• DOCUMENT SEGMENT:
┌──
Loss of skeletal muscle mass predicts cardiac death in heart failure with a preserved ejection fraction but not heart failure with a reduced ejection fraction.

2020 
AIMS Loss of skeletal muscle mass is an important determinant associated with poor long-term prognosis in patients with acute decompensated heart failure (ADHF). However, limited evidence is available. This study investigated the prognostic value of the psoas muscle mass index (PMI) in patients with ADHF. METHODS AND RESULTS A total of 210 consecutive patients aged ≥60 years with ADHF were enrolled using a prospective database between 2015 and 2017. Primary endpoint was incidence of cardiac death. Cross-sectional psoas muscle area at the L3 vertebral level was obtained by computed tomography, and PMI was calculated by height. Reduced PMI was defined as a PMI below the 25th sex-specific percentile. Patients were also classified by their left ventricular ejection fraction (EF) as having either heart failure with a reduced ejection fraction (HFrEF, EF < 50%) or heart failure with a preserved ejection fraction (HFpEF, EF ≥ 50%). The median follow-up period was 1.8 years. There were 44 cardiac deaths (21%) during the study period. Patients with reduced PMI had significantly higher cardiac death rates than those with preserved PMI (33% vs. 17%, log-rank test P = 0.006). In subgroup analysis, HFpEF patients with reduced PMI had significantly higher cardiac death rates than those with preserved PMI (38% vs. 16%, log-rank test P = 0.006); conversely, HFrEF patients had comparable cardiac death rates regardless of their PMI group (27% for reduced PMI vs. 18% for preserved PMI, log-rank test P = 0.24). Multivariate Cox proportional hazards model revealed that patients with reduced PMI had a 2.3-fold higher risk of cardiac death compared with patients with preserved PMI (95% confidence interval 1.23-4.42, P = 0.01). CONCLUSIONS Reduced PMI helps to predict long-term outcome in patients with HFpEF but not HFrEF.
└──
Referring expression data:
┌──
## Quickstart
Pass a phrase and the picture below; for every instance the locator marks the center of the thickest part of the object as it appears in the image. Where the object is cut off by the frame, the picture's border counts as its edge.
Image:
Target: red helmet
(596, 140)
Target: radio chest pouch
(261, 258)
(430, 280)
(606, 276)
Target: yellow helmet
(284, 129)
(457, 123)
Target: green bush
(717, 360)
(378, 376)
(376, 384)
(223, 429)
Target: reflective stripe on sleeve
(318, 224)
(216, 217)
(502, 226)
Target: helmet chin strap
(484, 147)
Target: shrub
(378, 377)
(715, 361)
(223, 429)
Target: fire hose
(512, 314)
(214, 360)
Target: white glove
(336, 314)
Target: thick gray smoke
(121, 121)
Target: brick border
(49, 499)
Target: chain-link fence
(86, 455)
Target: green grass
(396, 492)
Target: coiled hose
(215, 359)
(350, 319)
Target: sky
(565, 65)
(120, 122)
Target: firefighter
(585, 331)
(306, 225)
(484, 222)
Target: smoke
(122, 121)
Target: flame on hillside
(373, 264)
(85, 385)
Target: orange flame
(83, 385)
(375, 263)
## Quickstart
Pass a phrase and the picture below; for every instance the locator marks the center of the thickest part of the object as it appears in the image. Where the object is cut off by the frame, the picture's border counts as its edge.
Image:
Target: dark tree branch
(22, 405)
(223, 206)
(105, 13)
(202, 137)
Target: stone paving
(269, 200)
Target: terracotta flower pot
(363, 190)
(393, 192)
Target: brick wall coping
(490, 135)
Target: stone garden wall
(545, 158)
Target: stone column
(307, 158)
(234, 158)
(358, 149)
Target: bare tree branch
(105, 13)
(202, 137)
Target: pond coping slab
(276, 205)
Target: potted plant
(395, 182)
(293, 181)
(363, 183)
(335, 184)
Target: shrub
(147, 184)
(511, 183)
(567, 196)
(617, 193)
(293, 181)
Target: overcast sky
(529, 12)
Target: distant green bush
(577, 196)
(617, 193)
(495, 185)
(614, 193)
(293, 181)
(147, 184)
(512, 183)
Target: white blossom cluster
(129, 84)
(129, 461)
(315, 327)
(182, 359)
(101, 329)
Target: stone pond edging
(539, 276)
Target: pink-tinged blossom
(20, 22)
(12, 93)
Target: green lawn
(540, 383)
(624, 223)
└──
• TASK SET:
1 > List each abbreviation that the heart failure abstract defines, along with the term it stands for.
2 > What was the median follow-up period in the heart failure study?

• SOLUTIONS TO THE EXERCISE:
1 >
ADHF: acute decompensated heart failure
PMI: psoas muscle mass index
EF: ejection fraction (left ventricular)
HFrEF: heart failure with a reduced ejection fraction
HFpEF: heart failure with a preserved ejection fraction

2 > 1.8 years